» ИСХОДНЫЙ ТЕКСТ:
У нас, к сожалению, то же самое. Но мы работаем над этим стереотипом. Как ни странно, в важности паллиативной помощи часто труднее убедить доктора, чем больного. Сейчас мы сталкиваемся с тем, что пациентов к нам направляют слишком поздно. Люди думают, что если кто-то попал в хоспис, то все — надежды нет. Но бывает, что больные в паллиативе лечатся годами. Ведь главная наша задача — как можно дольше поддержать качество жизни, облегчить симптомы.
В английском журнале были опубликованы результаты клинического исследования об оказании ранней паллиативной помощи пациентам с раком легких. Их разделили на две группы. Одна проходила традиционное лечение, к паллиативу прибегали по мере необходимости. А в другой паллиатив был подключен с самого начала. В результате у второй группы больных качество жизни было лучше, им понадобилось меньшее количество реанимаций. Кроме того, ранний паллиатив может примерно на треть снизить расходы на лечение тяжелых больных.
Вы говорите пациенту о том, что он умирает?
Я всегда спрашиваю человека, как он сам расценивает свою ситуацию, что понял из прежнего общения с врачами. И часто бывает, что люди хорошо осведомлены о своих перспективах. Давать пациентам четкую и правдивую информацию — наша обязанность. У него есть право знать. Часто пациенты чувствуют приближение смерти. Если человек хочет, мы помогаем ему сделать важные для него вещи: встретиться с теми, с кем он давно перестал общаться; позаботиться о будущих финансах семьи; дать наставления детям, внукам.
Швейцария многим известна по эвтаназийному туризму. Ваши клиенты пользуются этим?

» СТРОКИ ДАННЫХ:
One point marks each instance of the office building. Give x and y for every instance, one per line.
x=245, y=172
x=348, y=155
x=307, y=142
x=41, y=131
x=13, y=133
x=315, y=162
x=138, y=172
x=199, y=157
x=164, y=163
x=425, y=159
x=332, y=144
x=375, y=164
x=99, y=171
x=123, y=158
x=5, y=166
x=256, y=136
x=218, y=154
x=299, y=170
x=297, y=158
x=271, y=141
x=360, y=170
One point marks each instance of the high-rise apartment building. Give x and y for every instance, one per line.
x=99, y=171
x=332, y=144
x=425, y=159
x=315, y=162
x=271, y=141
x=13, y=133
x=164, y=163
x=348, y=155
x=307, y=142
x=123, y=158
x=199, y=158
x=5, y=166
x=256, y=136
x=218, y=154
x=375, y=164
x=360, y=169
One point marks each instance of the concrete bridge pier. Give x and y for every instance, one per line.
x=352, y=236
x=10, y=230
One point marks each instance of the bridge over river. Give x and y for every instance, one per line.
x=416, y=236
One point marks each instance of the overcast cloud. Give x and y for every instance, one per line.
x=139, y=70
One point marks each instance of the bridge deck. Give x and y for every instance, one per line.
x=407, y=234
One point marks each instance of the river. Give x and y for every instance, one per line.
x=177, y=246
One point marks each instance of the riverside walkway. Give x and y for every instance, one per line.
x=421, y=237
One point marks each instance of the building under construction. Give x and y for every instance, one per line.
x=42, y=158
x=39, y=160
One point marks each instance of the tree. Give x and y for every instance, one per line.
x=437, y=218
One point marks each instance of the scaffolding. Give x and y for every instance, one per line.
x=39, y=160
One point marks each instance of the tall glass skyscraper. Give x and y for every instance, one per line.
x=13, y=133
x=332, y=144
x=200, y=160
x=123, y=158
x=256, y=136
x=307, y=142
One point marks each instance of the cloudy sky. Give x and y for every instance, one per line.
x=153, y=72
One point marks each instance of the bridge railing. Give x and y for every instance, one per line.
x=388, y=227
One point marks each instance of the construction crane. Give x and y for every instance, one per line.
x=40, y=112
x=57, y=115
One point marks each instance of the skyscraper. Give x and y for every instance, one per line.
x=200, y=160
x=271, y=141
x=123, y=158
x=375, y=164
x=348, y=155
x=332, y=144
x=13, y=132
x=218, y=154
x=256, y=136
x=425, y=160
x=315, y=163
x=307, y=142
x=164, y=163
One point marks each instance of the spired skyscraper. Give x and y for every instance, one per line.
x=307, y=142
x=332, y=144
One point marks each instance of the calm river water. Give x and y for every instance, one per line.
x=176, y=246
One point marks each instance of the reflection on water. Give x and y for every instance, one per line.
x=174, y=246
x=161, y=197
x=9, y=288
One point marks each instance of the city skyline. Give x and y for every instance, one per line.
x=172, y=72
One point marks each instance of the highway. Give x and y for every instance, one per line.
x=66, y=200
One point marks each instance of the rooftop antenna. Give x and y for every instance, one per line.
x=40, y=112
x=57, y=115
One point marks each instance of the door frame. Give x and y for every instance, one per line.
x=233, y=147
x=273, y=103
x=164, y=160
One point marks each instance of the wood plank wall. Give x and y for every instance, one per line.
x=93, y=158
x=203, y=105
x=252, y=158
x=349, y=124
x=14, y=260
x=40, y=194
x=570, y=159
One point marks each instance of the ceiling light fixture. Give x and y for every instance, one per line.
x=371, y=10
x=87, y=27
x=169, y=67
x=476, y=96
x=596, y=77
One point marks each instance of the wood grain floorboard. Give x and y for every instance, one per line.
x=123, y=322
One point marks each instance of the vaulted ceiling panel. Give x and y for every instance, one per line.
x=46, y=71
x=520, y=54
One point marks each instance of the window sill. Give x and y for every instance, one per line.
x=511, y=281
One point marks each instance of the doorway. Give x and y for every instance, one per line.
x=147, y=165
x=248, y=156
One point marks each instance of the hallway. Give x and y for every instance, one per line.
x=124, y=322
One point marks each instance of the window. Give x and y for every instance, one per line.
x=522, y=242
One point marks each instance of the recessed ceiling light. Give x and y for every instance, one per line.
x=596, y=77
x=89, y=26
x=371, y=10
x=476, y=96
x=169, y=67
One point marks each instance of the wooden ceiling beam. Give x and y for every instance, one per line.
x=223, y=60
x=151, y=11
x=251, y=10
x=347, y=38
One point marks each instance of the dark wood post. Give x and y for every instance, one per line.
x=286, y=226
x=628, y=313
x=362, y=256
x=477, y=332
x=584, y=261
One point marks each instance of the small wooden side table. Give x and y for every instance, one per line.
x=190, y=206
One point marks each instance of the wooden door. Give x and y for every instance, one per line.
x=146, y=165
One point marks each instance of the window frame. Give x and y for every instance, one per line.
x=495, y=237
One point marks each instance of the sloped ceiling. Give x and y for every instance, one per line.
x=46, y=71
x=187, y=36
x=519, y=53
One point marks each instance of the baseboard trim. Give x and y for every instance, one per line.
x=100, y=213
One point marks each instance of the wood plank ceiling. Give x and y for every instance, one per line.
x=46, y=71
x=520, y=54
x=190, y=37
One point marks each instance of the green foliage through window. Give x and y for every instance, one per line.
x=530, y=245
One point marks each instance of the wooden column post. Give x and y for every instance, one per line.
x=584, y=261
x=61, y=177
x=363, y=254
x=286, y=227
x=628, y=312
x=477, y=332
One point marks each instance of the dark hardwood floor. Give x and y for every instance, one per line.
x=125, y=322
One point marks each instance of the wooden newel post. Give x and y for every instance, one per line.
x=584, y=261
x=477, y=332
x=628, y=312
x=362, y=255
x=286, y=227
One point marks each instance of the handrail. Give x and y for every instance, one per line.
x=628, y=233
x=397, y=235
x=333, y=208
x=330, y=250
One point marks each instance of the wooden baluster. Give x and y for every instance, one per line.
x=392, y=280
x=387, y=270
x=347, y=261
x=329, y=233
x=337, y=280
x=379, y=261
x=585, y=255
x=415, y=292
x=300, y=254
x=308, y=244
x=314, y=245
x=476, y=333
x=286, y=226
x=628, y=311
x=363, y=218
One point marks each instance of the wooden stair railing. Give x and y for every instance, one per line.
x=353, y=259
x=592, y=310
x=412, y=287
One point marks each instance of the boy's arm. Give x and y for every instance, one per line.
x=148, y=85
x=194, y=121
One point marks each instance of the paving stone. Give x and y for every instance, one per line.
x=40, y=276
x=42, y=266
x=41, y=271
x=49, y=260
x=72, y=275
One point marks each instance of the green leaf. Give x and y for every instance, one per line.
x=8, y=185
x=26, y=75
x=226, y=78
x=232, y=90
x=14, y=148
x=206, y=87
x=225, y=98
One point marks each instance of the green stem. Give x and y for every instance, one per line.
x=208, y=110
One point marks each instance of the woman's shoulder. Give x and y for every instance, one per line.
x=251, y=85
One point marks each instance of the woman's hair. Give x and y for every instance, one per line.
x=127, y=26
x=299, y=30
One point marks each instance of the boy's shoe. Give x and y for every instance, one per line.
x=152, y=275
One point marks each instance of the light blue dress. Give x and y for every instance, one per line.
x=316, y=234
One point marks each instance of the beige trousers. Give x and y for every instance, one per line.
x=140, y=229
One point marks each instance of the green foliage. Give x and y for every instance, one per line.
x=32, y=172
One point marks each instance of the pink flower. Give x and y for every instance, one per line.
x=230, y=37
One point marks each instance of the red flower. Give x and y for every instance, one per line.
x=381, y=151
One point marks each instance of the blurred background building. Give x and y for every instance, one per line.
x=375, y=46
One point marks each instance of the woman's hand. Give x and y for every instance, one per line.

» ЗАДАНИЕ A:
Какие дела, согласно интервью о паллиативной помощи, пациенту помогают сделать, если он этого хочет? Назовите все.
» ЗАДАНИЕ B:
Продолжите интервью о паллиативной помощи, начав сразу после его последней фразы.
Строки — отдельный материал, к интервью о паллиативной помощи они отношения не имеют.

» ПИСЬМЕННЫЙ ОТВЕТ A:
- встретиться с теми, с кем он давно перестал общаться;
- позаботиться о будущих финансах семьи;
- дать наставления детям, внукам.

» ПИСЬМЕННЫЙ ОТВЕТ B:
Эвтаназии у нас нет. Разрешено ассистированное самоубийство — то есть когда даются препараты, которые человек принимает сам. Однако у «помощника» не должно быть личной заинтересованности в смерти больного. Бывает, что мои пациенты говорят, что хотят поскорее умереть. Тогда я спрашиваю: почему? Очень часто их желание — выражение очень сильного страдания, которое бывает как физическим, так и моральным. Например, тревога за будущее. Или человек ощущает, что становится обузой для своей семьи. Бывает хуже — некоторые беспокоятся, что их жизнь слишком дорого обходится обществу. Любые состояния можно корректировать, проговаривать, и часто мы видим, что по прошествии времени страшный запрос исчезает. Я никогда не участвовала в ассистированном самоубийстве, потому что считаю, что это не дело врача — давать пациенту смерть.
Разве плохо, когда у пациента есть выбор: мучиться или спокойно, без страданий умереть?
Мы должны поддерживать пациента в естественном умирании. Я категорически против того, чтобы потворствовать суицидам. Есть страны с легальной эвтаназией, а не ассистированием. Количество желающих сделать это растет. Это сложный вопрос. Если разрешить эвтаназию неизлечимо больным, то очень скоро этого же права потребуют и другие. В Швейцарии есть пациенты, которые просят об ассистированном самоубийстве, потому что устали жить. Слабые люди, инвалиды, старики — часть нашего общества. Они важны для нас, забота о них помогает нам оставаться людьми. И государство должно быть ответственным за них.
В России ответственность государства часто ограничивается тремя памперсами в день. Может быть, в этих условиях было бы честнее легализовать эвтаназию, а не рассуждать о морали и нравственности?
Решение разрешить эвтаназию может иметь ужасные последствия для всех, поверьте. Я вижу, что в России набирает обороты хосписное движение. Оно активно работает, чтобы обеспечить доступ к помощи. Препараты паллиативной помощи недорогие. Нужно удовлетворить потребности пациентов, помогать им — в этом ваше спасение. Меня вдохновляет то, что происходит в вашей стране с паллиативной помощью. Мы несколько лет посещаем российские хосписы. То, что было еще пять лет назад, и сегодня — это огромная разница.